OBJECTIVE:
Format each line of the entries below as a Markdown table with the columns Row and Line, numbering the rows and skipping blank lines. Leave the pictures out.

═══ DATA FOR PROCESSING

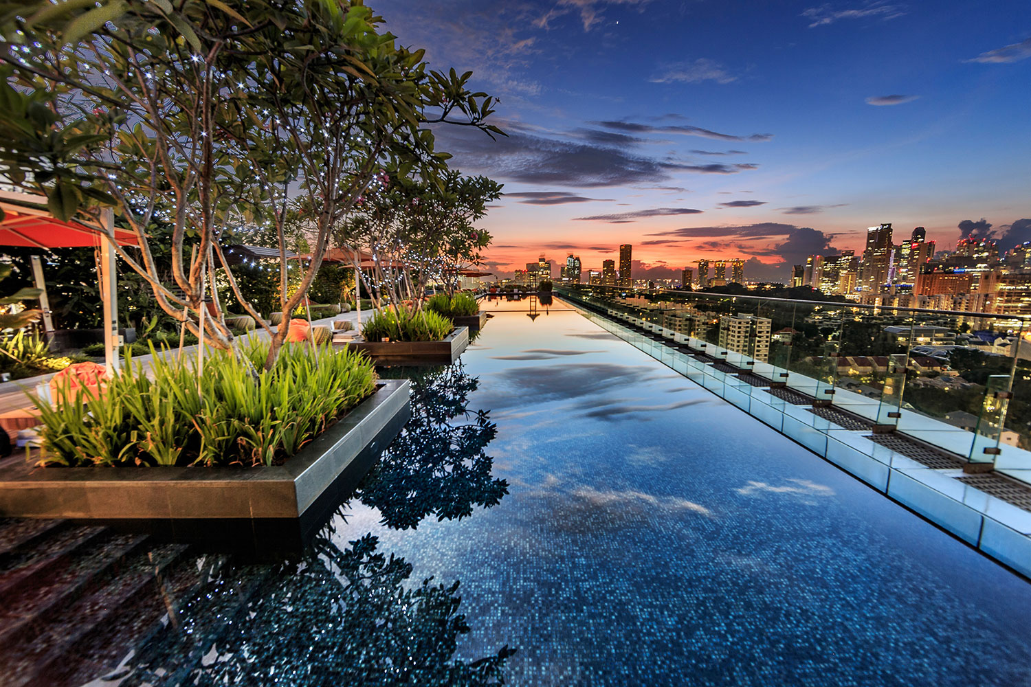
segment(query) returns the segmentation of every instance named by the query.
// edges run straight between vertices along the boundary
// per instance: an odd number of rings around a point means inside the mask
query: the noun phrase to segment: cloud
[[[728,72],[719,62],[699,58],[694,62],[666,65],[661,73],[648,80],[653,83],[701,83],[702,81],[731,83],[737,80],[737,76]]]
[[[1006,231],[998,238],[1001,247],[1008,250],[1011,246],[1031,241],[1031,219],[1018,219],[1009,226],[1003,225],[1002,227]]]
[[[746,486],[734,489],[742,496],[756,496],[764,493],[790,493],[800,496],[833,496],[834,489],[825,485],[817,484],[809,480],[789,479],[791,484],[784,486],[773,486],[766,482],[749,480]]]
[[[635,210],[633,212],[619,212],[616,214],[595,214],[590,217],[573,217],[578,221],[607,221],[612,225],[634,221],[640,217],[665,217],[678,214],[700,214],[703,210],[696,210],[690,207],[657,207],[647,210]]]
[[[692,150],[696,156],[746,156],[749,154],[744,150]]]
[[[757,205],[766,205],[766,201],[730,201],[728,203],[720,203],[723,207],[756,207]]]
[[[676,172],[735,174],[755,165],[690,165],[630,152],[583,139],[548,138],[519,123],[498,125],[507,137],[491,140],[465,127],[438,127],[437,148],[451,152],[456,168],[492,178],[533,184],[591,188],[667,181]]]
[[[530,23],[533,11],[522,3],[424,2],[417,12],[410,0],[378,0],[375,9],[405,44],[425,47],[436,69],[472,70],[476,83],[489,84],[484,90],[492,95],[526,98],[543,90],[526,75],[538,47]]]
[[[822,255],[836,251],[831,247],[833,237],[811,227],[798,227],[788,234],[788,238],[771,248],[746,250],[751,255],[770,255],[779,257],[785,265],[799,265],[809,255]]]
[[[901,5],[893,5],[885,0],[874,0],[867,2],[862,7],[842,8],[838,3],[828,2],[819,7],[809,7],[802,12],[802,16],[809,20],[809,28],[827,26],[840,20],[861,20],[867,18],[877,18],[885,21],[893,20],[905,14]]]
[[[990,239],[994,233],[992,232],[992,222],[988,221],[984,217],[977,221],[974,221],[973,219],[964,219],[959,224],[959,228],[961,239]]]
[[[816,214],[823,212],[827,208],[844,207],[847,203],[835,203],[834,205],[793,205],[792,207],[778,208],[784,214]]]
[[[648,0],[558,0],[554,7],[537,18],[533,25],[538,29],[551,29],[553,20],[575,11],[579,13],[584,31],[590,31],[601,23],[601,7],[604,5],[645,5]]]
[[[680,136],[699,136],[701,138],[711,138],[717,141],[768,141],[773,138],[773,134],[752,134],[750,136],[736,136],[734,134],[721,134],[710,129],[702,129],[691,125],[668,125],[665,127],[655,127],[650,124],[638,122],[625,122],[620,119],[605,119],[592,122],[594,126],[604,127],[613,131],[631,132],[635,134],[676,134]]]
[[[912,101],[920,98],[920,96],[870,96],[866,99],[867,105],[903,105],[905,103],[911,103]]]
[[[587,198],[565,191],[522,191],[505,194],[505,198],[518,198],[520,203],[527,205],[564,205],[566,203],[611,203],[612,198]]]
[[[798,231],[794,225],[776,221],[762,221],[756,225],[736,225],[729,227],[684,227],[663,232],[655,232],[647,236],[676,236],[685,239],[708,238],[710,236],[732,236],[741,239],[765,238],[769,236],[789,236]]]
[[[997,47],[994,50],[989,50],[988,53],[982,53],[975,58],[966,60],[966,62],[1000,65],[1007,64],[1009,62],[1020,62],[1021,60],[1026,60],[1028,58],[1031,58],[1031,38],[1022,40],[1019,43],[1010,43],[1009,45],[1005,45],[1003,47]]]

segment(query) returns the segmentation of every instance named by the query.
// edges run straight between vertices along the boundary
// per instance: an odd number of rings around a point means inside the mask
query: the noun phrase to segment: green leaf
[[[197,37],[193,27],[190,26],[185,19],[182,19],[179,14],[171,14],[168,18],[168,21],[172,23],[172,26],[178,29],[179,34],[181,34],[181,36],[187,39],[187,42],[190,43],[190,47],[198,53],[203,49],[200,43],[200,38]]]
[[[68,43],[77,43],[84,36],[91,34],[107,22],[113,22],[122,16],[129,3],[125,0],[112,0],[110,3],[91,9],[68,22],[64,28],[64,39]]]

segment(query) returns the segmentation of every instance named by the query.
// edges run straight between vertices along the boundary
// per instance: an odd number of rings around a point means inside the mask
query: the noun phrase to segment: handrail
[[[590,286],[585,284],[579,284],[575,287],[575,290],[585,290],[587,288],[597,288],[599,286]],[[619,286],[600,286],[601,288],[610,288],[613,290],[627,290],[621,289]],[[556,289],[568,289],[573,290],[569,284],[562,284],[561,286],[556,284]],[[634,291],[636,289],[630,289]],[[853,303],[851,301],[806,301],[802,299],[786,299],[786,298],[773,298],[773,297],[763,297],[763,296],[749,296],[743,294],[709,294],[706,291],[685,291],[674,288],[656,288],[650,289],[648,294],[655,294],[660,291],[662,294],[670,294],[675,296],[688,296],[691,297],[702,297],[702,298],[713,298],[713,299],[744,299],[747,301],[776,301],[778,303],[794,303],[803,305],[817,305],[822,307],[828,306],[843,306],[847,308],[861,308],[863,310],[891,310],[891,311],[903,311],[903,312],[913,312],[913,313],[928,313],[934,315],[960,315],[963,317],[991,317],[992,319],[1011,319],[1018,320],[1024,323],[1031,323],[1031,315],[1006,315],[1002,313],[992,313],[992,312],[973,312],[968,310],[931,310],[929,308],[905,308],[902,306],[893,305],[866,305],[862,303]]]

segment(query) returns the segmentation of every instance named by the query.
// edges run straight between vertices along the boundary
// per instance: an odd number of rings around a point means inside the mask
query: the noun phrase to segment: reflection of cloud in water
[[[651,493],[637,491],[635,489],[625,489],[623,491],[599,491],[592,487],[580,487],[572,492],[577,499],[585,499],[590,503],[602,507],[611,508],[627,505],[655,506],[666,510],[687,510],[711,516],[712,512],[700,504],[696,504],[686,499],[676,496],[655,496]]]
[[[833,496],[834,489],[825,484],[817,484],[809,480],[790,479],[790,485],[773,486],[766,482],[749,480],[745,486],[734,489],[742,496],[756,496],[763,493],[791,493],[800,496]],[[812,502],[809,502],[812,503]]]
[[[495,360],[553,360],[560,355],[584,355],[585,353],[604,353],[603,350],[559,350],[557,348],[528,348],[514,355],[492,355]]]
[[[495,410],[513,406],[525,408],[527,399],[543,403],[579,397],[598,398],[604,393],[619,392],[621,387],[640,385],[667,376],[651,366],[610,363],[513,368],[484,375],[484,384],[476,396],[476,402]]]
[[[688,406],[709,405],[712,402],[708,399],[689,399],[687,401],[677,401],[676,403],[666,404],[665,406],[602,406],[584,413],[584,417],[598,417],[603,420],[607,420],[609,418],[614,419],[616,415],[630,415],[632,413],[661,413],[666,410],[676,410],[677,408],[686,408]],[[634,419],[650,420],[653,418],[644,417]]]
[[[608,332],[591,332],[589,334],[567,334],[567,337],[576,337],[578,339],[603,339],[605,341],[623,341],[620,337],[614,334],[609,334]]]
[[[630,452],[627,454],[627,462],[632,466],[655,466],[669,460],[669,456],[659,446],[627,446]]]

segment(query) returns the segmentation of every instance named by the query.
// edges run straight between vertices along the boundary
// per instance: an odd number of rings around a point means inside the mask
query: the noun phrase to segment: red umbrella
[[[0,246],[48,249],[100,245],[101,234],[96,229],[62,221],[45,210],[2,201],[0,207],[4,214],[0,219]],[[115,229],[114,237],[119,245],[136,245],[136,235],[127,229]]]

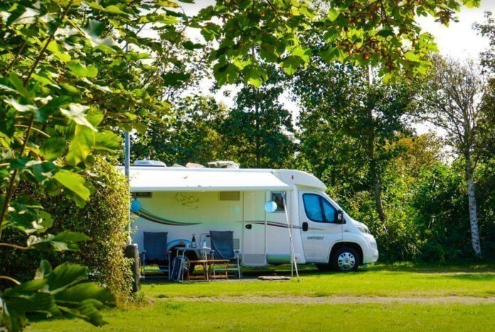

══════

SOLVED EXERCISE:
| Row | Line |
|---|---|
| 1 | segment(query) returns the segmentation of every instance named by the query. |
| 2 | // edges run straight between vertices along the boundary |
| 3 | // per instance: an odd number of rings around a point means inside the mask |
| 4 | query: the noun phrase to segment: cloud |
| 5 | [[[728,72],[719,62],[699,58],[694,62],[666,65],[661,73],[648,80],[653,83],[701,83],[702,81],[731,83],[737,80],[737,76]]] |
| 6 | [[[1006,231],[998,238],[1001,247],[1008,250],[1011,246],[1031,241],[1031,219],[1018,219],[1009,226],[1003,225],[1002,227]]] |
| 7 | [[[746,486],[734,489],[742,496],[756,496],[764,493],[790,493],[800,496],[833,496],[834,489],[825,485],[817,484],[809,480],[789,479],[791,484],[784,486],[773,486],[766,482],[749,480]]] |
| 8 | [[[635,210],[633,212],[619,212],[616,214],[595,214],[590,217],[573,217],[578,221],[607,221],[612,225],[634,221],[640,217],[665,217],[678,214],[700,214],[703,210],[696,210],[690,207],[657,207],[647,210]]] |
| 9 | [[[692,150],[696,156],[746,156],[749,154],[744,150]]] |
| 10 | [[[757,205],[766,205],[766,201],[730,201],[728,203],[720,203],[723,207],[756,207]]] |
| 11 | [[[676,172],[735,174],[755,165],[690,165],[630,152],[583,139],[548,138],[519,123],[498,125],[507,137],[491,140],[465,127],[438,127],[437,148],[451,152],[456,168],[492,178],[533,184],[591,188],[667,181]]] |
| 12 | [[[530,23],[533,11],[522,3],[424,2],[417,12],[410,0],[378,0],[375,9],[405,44],[425,47],[436,69],[472,70],[476,83],[489,84],[484,90],[492,95],[526,98],[543,90],[526,75],[538,47]]] |
| 13 | [[[822,255],[836,251],[831,247],[833,237],[811,227],[798,227],[788,234],[788,238],[771,248],[746,250],[751,255],[770,255],[779,257],[785,265],[799,265],[809,255]]] |
| 14 | [[[901,5],[893,5],[885,0],[874,0],[867,2],[862,7],[842,8],[838,3],[828,2],[819,7],[809,7],[802,12],[802,16],[809,20],[809,28],[827,26],[840,20],[861,20],[867,18],[877,18],[885,21],[893,20],[905,14]]] |
| 15 | [[[990,239],[994,233],[992,232],[992,222],[988,221],[984,217],[977,221],[974,221],[973,219],[964,219],[959,224],[959,228],[961,239]]] |
| 16 | [[[816,214],[823,212],[827,208],[844,207],[847,203],[835,203],[834,205],[793,205],[792,207],[778,208],[784,214]]] |
| 17 | [[[648,0],[558,0],[554,7],[537,18],[533,25],[538,29],[551,29],[553,20],[575,11],[579,13],[584,31],[590,31],[601,23],[601,7],[604,5],[645,5]]] |
| 18 | [[[680,136],[699,136],[701,138],[711,138],[717,141],[768,141],[773,138],[773,134],[752,134],[750,136],[736,136],[734,134],[721,134],[710,129],[702,129],[691,125],[668,125],[665,127],[655,127],[650,124],[638,122],[625,122],[620,119],[605,119],[592,122],[594,126],[604,127],[613,131],[631,132],[635,134],[676,134]]] |
| 19 | [[[912,101],[920,98],[920,96],[870,96],[866,99],[867,105],[903,105],[905,103],[911,103]]] |
| 20 | [[[587,198],[565,191],[522,191],[505,194],[505,198],[518,198],[520,203],[527,205],[564,205],[566,203],[611,203],[612,198]]] |
| 21 | [[[798,231],[794,225],[776,221],[762,221],[756,225],[736,225],[729,227],[684,227],[663,232],[655,232],[647,236],[676,236],[685,239],[708,238],[710,236],[732,236],[741,239],[765,238],[769,236],[789,236]]] |
| 22 | [[[997,47],[994,50],[989,50],[988,53],[982,53],[975,58],[966,60],[966,62],[1000,65],[1007,64],[1009,62],[1020,62],[1021,60],[1026,60],[1028,58],[1031,58],[1031,38],[1022,40],[1019,43],[1010,43],[1009,45],[1005,45],[1003,47]]] |
| 23 | segment(query) returns the segmentation of every instance named by the query. |
| 24 | // edges run straight between vertices along the boundary |
| 25 | // per instance: an odd number of rings around a point means inside the mask |
| 26 | query: the noun phrase to segment: green leaf |
| 27 | [[[197,37],[193,27],[190,26],[185,19],[182,19],[179,14],[171,14],[168,18],[168,21],[172,23],[172,26],[178,29],[179,34],[181,34],[181,36],[187,39],[187,42],[190,43],[190,47],[198,53],[203,49],[200,43],[200,38]]] |
| 28 | [[[68,43],[77,43],[84,36],[91,34],[107,22],[113,22],[122,16],[129,3],[125,0],[112,0],[110,3],[91,9],[68,22],[64,28],[64,39]]] |
| 29 | segment(query) returns the segmentation of every instance named by the query. |
| 30 | // edges run straight between vertices along the boundary |
| 31 | // per instance: an odd number of rings around a point means inside the mask |
| 32 | query: the noun phrase to segment: handrail |
| 33 | [[[590,286],[585,284],[579,284],[575,287],[575,290],[585,290],[587,288],[597,288],[599,286]],[[619,286],[600,286],[601,288],[610,288],[613,290],[627,290],[621,289]],[[556,289],[568,289],[573,290],[569,284],[562,284],[561,286],[556,284]],[[634,291],[636,289],[630,289]],[[853,303],[851,301],[806,301],[802,299],[786,299],[786,298],[773,298],[773,297],[763,297],[763,296],[749,296],[743,294],[709,294],[706,291],[685,291],[674,288],[656,288],[650,289],[648,294],[655,294],[660,291],[662,294],[670,294],[675,296],[688,296],[691,297],[702,297],[702,298],[713,298],[713,299],[744,299],[747,301],[776,301],[778,303],[794,303],[803,305],[817,305],[822,307],[828,306],[843,306],[847,308],[861,308],[863,310],[891,310],[891,311],[903,311],[903,312],[913,312],[913,313],[928,313],[934,315],[960,315],[963,317],[991,317],[992,319],[1011,319],[1018,320],[1024,323],[1031,323],[1031,315],[1006,315],[1002,313],[992,313],[992,312],[973,312],[968,310],[931,310],[929,308],[905,308],[902,306],[893,305],[866,305],[862,303]]] |
| 34 | segment(query) returns the segmentation of every instance named by the query. |
| 35 | // edges run straight between vertices along the boundary |
| 36 | // per instance: an odd number of rings around a point means inside the mask |
| 37 | query: the noun phrase to segment: reflection of cloud in water |
| 38 | [[[651,493],[637,491],[635,489],[625,489],[623,491],[599,491],[592,487],[580,487],[572,492],[577,499],[585,499],[590,503],[602,507],[611,508],[627,505],[655,506],[666,510],[687,510],[711,516],[712,512],[700,504],[696,504],[686,499],[676,496],[655,496]]] |
| 39 | [[[833,496],[834,489],[825,484],[817,484],[809,480],[790,479],[790,485],[773,486],[766,482],[749,480],[745,486],[734,489],[742,496],[756,496],[763,493],[791,493],[800,496]],[[812,502],[809,502],[812,503]]] |
| 40 | [[[495,360],[553,360],[560,355],[584,355],[585,353],[604,353],[603,350],[559,350],[557,348],[528,348],[514,355],[492,355]]] |
| 41 | [[[495,410],[513,406],[525,408],[527,399],[543,403],[579,397],[598,398],[604,393],[619,392],[621,387],[640,385],[667,376],[651,366],[610,363],[513,368],[484,375],[484,384],[476,396],[476,402]]] |
| 42 | [[[688,406],[709,405],[712,402],[708,399],[689,399],[687,401],[677,401],[676,403],[666,404],[665,406],[602,406],[584,413],[584,417],[598,417],[603,420],[607,420],[609,418],[614,419],[616,415],[630,415],[632,413],[661,413],[666,410],[676,410],[677,408],[686,408]],[[634,419],[650,420],[653,418],[644,417]]] |
| 43 | [[[608,332],[591,332],[589,334],[567,334],[567,337],[576,337],[578,339],[603,339],[605,341],[623,341],[620,337],[614,334],[609,334]]] |
| 44 | [[[630,452],[627,454],[627,462],[632,466],[655,466],[669,460],[669,456],[659,446],[627,446]]] |
| 45 | segment(query) returns the segmentation of every instance named by the query. |
| 46 | // edges run straight between vertices along the boundary |
| 47 | // per instance: an odd number of rings around a point means inside the mask |
| 48 | query: the noun phrase to segment: red umbrella |
| 49 | [[[0,246],[48,249],[100,245],[101,234],[96,229],[62,221],[45,210],[2,201],[0,207],[4,214],[0,219]],[[115,229],[114,237],[119,245],[136,245],[136,235],[127,229]]] |